Seitentext
# eigene rc* befehle?!



## Cynic110 (29. September 2003)

HI ihr!
Ich bin ein Linux neuling, wie viele , und wollte mal wissen ob man eigene rc Befehle machen kann? wie ja z.B. "rcsmb start";"rcapache start" usw... ich weiß mitlerweile wie ich etwas in den "autostart" einbinde, mit einer eigene Script Datei, aber ich würde auch gerne meine eigenen rc Befehle schreiben, das wenn ich z.B. "rcwebkram start" in die Konsole schreibe -> apache, mysql, samba gestartet werden kann... 
Hat doch bestimmt auch etwas mit dem Ordner "/etc/init.d" zu tun, oder? Ich hab Suse 8.1...

Wäre super wenn einer mir einer helfen könnte!


----------



## Retlaw (29. September 2003)

Hallo,

1. Möglichkeit
In das was du "autostart" nennst (ich nehme an du meinst die datei die beim login ausgeführt wird) einen alias eintragen:
alias <dein kommando>=<was wird ausgeführt>
beispiel:
alias ausführliche_anzeige="ls -laF"
dann wird jedesmal wenn du ausführliche_anzeige aufrufst das Kommando ls -laF ausgeführt.

Extrahierte Daten
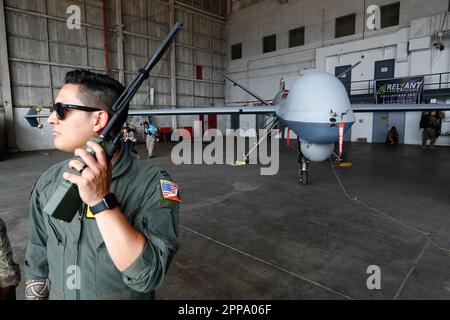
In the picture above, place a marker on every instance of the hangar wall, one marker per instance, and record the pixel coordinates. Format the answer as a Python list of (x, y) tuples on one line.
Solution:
[(410, 43), (41, 49)]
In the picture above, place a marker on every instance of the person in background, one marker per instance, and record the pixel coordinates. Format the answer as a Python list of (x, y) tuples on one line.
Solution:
[(132, 140), (150, 137), (431, 123)]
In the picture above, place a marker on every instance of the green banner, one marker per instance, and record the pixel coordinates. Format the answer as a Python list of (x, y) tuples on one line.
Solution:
[(400, 90)]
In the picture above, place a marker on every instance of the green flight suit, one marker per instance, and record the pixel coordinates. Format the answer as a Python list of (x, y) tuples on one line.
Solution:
[(9, 271), (61, 251)]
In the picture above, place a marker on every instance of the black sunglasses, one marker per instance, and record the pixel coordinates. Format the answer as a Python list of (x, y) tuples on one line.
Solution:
[(60, 108)]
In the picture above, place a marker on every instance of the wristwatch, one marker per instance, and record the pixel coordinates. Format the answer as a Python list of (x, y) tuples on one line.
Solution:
[(108, 202)]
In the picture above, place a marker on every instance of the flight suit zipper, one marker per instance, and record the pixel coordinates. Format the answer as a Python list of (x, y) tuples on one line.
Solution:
[(82, 211), (55, 231)]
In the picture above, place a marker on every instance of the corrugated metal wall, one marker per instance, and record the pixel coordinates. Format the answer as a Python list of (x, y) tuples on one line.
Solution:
[(41, 49)]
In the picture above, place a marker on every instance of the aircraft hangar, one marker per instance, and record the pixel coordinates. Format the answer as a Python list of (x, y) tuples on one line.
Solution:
[(268, 215)]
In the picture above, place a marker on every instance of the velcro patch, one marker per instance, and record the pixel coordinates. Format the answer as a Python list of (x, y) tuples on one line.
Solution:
[(169, 190)]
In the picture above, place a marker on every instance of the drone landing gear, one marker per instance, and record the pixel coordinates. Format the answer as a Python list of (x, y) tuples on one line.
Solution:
[(303, 163)]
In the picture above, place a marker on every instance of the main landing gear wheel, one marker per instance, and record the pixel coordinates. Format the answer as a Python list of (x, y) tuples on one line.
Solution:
[(303, 176), (303, 172)]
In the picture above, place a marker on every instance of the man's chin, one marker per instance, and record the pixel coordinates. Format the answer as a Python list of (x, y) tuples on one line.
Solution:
[(63, 146)]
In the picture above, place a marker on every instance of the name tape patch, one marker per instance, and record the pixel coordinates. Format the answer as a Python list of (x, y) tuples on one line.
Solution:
[(169, 190)]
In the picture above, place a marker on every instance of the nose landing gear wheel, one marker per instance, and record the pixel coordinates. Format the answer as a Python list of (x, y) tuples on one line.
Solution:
[(303, 175)]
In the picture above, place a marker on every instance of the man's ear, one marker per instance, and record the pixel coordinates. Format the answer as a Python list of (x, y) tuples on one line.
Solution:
[(100, 120)]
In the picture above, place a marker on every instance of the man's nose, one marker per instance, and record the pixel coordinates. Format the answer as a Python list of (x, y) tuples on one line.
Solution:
[(52, 119)]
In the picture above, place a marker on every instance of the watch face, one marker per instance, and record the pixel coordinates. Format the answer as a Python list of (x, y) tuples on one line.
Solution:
[(111, 201)]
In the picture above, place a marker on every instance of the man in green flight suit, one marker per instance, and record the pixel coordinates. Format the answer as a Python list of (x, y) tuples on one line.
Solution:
[(124, 236)]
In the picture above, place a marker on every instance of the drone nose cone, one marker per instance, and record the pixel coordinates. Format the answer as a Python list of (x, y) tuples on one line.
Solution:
[(318, 91)]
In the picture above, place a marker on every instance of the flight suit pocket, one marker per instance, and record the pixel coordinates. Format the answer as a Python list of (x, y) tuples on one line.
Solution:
[(56, 246), (108, 280)]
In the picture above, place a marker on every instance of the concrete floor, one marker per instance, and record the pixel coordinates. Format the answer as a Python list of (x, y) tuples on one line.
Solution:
[(247, 236)]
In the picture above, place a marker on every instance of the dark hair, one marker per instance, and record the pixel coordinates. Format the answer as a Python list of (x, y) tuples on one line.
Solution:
[(96, 90)]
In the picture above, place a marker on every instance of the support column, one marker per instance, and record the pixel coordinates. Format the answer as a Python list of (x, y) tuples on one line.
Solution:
[(6, 84), (173, 66), (120, 58)]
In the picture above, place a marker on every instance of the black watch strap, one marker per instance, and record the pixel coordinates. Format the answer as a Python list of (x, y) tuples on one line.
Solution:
[(108, 202)]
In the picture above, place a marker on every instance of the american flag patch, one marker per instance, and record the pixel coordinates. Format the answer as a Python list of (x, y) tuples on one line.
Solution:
[(169, 190)]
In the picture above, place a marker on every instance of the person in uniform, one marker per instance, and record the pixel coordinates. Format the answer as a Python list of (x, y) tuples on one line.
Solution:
[(122, 240), (9, 271)]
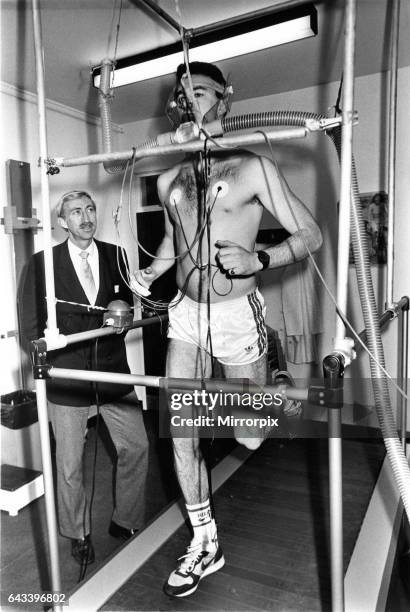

Aufgaben
1. Gib den Forumsthread über eigene rc-Befehle von „## Cynic110 (29.“ bis hinunter zu „gestartet werden kann...“ erneut wieder und benenne dabei „Konsole“ in „Terminal“ um.
2. Überführe die Zeilen der extrahierten Daten von derjenigen, die „of the american“ enthält, bis hinunter zu deren Ende, beide Enden eingeschlossen, in eine CSV mit den Spalten anweisung und ziel: je Datensatz der Text und die zugehörige Lösung, jeweils in einem Feld in Anführungszeichen und mit Leerzeichen statt Zeilenumbrüchen. Lass die Bilder dabei weg.
Der Forumsthread und die Zeilen sind voneinander unabhängiges Material.

Antworten
1.
## Cynic110 (29. September 2003)

HI ihr!
Ich bin ein Linux neuling, wie viele , und wollte mal wissen ob man eigene rc Befehle machen kann? wie ja z.B. "rcsmb start";"rcapache start" usw... ich weiß mitlerweile wie ich etwas in den "autostart" einbinde, mit einer eigene Script Datei, aber ich würde auch gerne meine eigenen rc Befehle schreiben, das wenn ich z.B. "rcwebkram start" in die Terminal schreibe -> apache, mysql, samba gestartet werden kann...

2.
anweisung,ziel
"In the picture above, place a marker on every instance of the american flag patch, one marker per instance, and record the pixel coordinates. Format the answer as a Python list of (x, y) tuples on one line. Solution:","[(169, 190)]"
"In the picture above, place a marker on every instance of the person in uniform, one marker per instance, and record the pixel coordinates. Format the answer as a Python list of (x, y) tuples on one line. Solution:","[(122, 240), (9, 271)]"